Please count how many lines below contain the word "large" and reply with only that number.

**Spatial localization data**

○ ○ ○ ○ ○ ○ ○

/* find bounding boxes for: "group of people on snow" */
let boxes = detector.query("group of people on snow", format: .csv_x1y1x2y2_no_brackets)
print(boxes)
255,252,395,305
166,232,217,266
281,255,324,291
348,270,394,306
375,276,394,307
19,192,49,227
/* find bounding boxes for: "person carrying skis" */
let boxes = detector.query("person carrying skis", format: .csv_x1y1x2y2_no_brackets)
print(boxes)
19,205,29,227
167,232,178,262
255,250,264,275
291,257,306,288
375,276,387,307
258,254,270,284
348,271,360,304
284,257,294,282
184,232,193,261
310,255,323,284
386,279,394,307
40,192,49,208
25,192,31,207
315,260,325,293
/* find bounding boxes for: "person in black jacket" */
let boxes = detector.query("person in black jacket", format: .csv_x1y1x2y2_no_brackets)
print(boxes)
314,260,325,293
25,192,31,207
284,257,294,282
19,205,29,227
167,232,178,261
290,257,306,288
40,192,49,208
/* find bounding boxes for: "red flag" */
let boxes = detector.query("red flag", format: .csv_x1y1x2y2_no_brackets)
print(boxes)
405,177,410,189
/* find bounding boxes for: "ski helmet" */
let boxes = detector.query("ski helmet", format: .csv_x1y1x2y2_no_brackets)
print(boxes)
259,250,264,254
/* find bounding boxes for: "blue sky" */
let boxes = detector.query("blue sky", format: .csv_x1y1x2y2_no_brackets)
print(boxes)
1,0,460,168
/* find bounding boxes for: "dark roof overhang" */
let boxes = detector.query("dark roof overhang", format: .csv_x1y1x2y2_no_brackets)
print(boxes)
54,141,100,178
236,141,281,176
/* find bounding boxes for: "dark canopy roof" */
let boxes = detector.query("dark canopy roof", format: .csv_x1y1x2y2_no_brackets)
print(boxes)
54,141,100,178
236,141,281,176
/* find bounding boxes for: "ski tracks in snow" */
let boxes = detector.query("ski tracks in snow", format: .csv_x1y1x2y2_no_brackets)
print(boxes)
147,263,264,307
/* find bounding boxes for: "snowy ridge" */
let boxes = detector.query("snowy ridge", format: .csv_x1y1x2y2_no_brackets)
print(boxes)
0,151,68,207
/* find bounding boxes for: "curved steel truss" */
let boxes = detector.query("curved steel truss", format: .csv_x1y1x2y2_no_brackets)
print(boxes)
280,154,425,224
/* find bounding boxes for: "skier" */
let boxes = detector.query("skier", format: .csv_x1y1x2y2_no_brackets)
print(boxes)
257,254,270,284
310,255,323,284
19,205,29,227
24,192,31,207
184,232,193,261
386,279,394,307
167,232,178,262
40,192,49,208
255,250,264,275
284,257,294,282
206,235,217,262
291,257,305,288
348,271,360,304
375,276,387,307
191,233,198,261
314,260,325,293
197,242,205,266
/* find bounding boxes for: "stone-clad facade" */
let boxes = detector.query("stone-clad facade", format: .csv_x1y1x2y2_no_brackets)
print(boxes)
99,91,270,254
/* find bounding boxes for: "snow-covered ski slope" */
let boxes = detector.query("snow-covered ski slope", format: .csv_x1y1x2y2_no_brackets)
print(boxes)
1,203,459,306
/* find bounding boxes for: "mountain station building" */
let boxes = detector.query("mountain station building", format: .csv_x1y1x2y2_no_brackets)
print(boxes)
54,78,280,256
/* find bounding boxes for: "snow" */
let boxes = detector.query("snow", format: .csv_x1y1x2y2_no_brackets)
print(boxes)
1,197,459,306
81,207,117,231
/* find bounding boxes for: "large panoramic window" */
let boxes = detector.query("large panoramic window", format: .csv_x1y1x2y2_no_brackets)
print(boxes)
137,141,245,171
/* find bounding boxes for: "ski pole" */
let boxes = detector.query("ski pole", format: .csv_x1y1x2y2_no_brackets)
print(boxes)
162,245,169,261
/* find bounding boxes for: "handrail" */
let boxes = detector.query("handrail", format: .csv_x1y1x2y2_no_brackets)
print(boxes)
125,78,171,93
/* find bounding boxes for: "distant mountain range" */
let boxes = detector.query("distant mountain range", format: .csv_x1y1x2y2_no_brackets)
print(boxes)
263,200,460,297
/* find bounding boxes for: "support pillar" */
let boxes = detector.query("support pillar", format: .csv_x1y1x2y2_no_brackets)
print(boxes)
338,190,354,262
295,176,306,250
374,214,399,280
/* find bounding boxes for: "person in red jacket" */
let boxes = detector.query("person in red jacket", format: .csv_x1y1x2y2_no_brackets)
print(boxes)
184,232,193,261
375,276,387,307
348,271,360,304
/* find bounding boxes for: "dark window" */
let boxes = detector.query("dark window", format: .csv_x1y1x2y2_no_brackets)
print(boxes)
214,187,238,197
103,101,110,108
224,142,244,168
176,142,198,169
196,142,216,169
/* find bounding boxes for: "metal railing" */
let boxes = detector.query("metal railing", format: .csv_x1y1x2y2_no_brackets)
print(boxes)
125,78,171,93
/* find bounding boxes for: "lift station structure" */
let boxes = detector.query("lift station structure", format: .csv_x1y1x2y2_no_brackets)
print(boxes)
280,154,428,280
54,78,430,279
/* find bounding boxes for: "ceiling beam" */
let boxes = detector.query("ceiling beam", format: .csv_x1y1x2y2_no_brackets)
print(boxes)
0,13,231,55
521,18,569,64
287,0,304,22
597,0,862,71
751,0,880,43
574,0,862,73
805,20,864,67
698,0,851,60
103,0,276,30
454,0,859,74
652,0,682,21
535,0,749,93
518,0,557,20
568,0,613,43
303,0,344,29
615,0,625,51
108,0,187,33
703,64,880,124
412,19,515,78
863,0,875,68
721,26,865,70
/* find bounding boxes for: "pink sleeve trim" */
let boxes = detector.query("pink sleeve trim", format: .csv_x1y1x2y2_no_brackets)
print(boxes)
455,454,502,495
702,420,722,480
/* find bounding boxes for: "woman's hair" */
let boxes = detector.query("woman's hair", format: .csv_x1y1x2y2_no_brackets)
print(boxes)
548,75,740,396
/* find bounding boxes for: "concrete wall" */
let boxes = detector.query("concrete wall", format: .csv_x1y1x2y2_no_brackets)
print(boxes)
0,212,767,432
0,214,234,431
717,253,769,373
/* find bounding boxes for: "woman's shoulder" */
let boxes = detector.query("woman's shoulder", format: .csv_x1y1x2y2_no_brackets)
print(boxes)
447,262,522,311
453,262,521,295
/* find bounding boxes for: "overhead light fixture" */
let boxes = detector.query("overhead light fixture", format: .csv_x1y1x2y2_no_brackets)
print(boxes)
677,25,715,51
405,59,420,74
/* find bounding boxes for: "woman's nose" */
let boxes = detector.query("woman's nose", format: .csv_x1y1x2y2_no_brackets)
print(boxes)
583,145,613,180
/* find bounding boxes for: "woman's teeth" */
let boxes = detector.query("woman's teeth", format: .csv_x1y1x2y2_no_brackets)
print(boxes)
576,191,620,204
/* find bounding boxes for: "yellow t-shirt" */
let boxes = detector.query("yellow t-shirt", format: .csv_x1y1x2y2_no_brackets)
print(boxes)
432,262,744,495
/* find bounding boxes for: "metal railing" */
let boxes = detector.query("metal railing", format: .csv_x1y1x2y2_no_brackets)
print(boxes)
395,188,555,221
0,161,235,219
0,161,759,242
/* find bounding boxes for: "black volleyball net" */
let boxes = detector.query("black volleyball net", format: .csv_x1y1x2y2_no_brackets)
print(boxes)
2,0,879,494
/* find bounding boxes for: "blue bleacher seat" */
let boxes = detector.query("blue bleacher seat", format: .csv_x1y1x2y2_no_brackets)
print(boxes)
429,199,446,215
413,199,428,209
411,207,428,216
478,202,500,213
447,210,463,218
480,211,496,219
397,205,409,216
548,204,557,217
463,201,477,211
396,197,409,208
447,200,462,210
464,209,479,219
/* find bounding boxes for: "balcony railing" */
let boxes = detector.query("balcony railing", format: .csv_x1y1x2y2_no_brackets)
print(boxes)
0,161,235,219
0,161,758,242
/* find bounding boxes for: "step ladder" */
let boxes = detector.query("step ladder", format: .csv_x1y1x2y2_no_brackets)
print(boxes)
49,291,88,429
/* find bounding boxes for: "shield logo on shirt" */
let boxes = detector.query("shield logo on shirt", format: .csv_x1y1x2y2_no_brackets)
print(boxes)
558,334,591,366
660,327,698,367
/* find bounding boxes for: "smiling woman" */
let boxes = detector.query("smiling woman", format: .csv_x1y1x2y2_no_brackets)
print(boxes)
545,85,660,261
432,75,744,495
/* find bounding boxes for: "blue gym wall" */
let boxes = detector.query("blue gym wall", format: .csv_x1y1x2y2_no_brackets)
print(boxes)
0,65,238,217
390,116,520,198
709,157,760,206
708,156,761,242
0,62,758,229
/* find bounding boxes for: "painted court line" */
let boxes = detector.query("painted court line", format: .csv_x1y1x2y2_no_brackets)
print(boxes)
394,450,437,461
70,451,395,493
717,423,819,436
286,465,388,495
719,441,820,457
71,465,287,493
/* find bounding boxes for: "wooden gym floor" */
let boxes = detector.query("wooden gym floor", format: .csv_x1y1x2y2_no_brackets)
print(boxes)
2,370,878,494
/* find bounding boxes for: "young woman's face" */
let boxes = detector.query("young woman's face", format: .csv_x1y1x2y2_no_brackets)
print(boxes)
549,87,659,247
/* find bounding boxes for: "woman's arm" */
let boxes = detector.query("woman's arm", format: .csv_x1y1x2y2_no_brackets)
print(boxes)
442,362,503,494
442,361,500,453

○ ○ ○ ○ ○ ○ ○

**Result**
2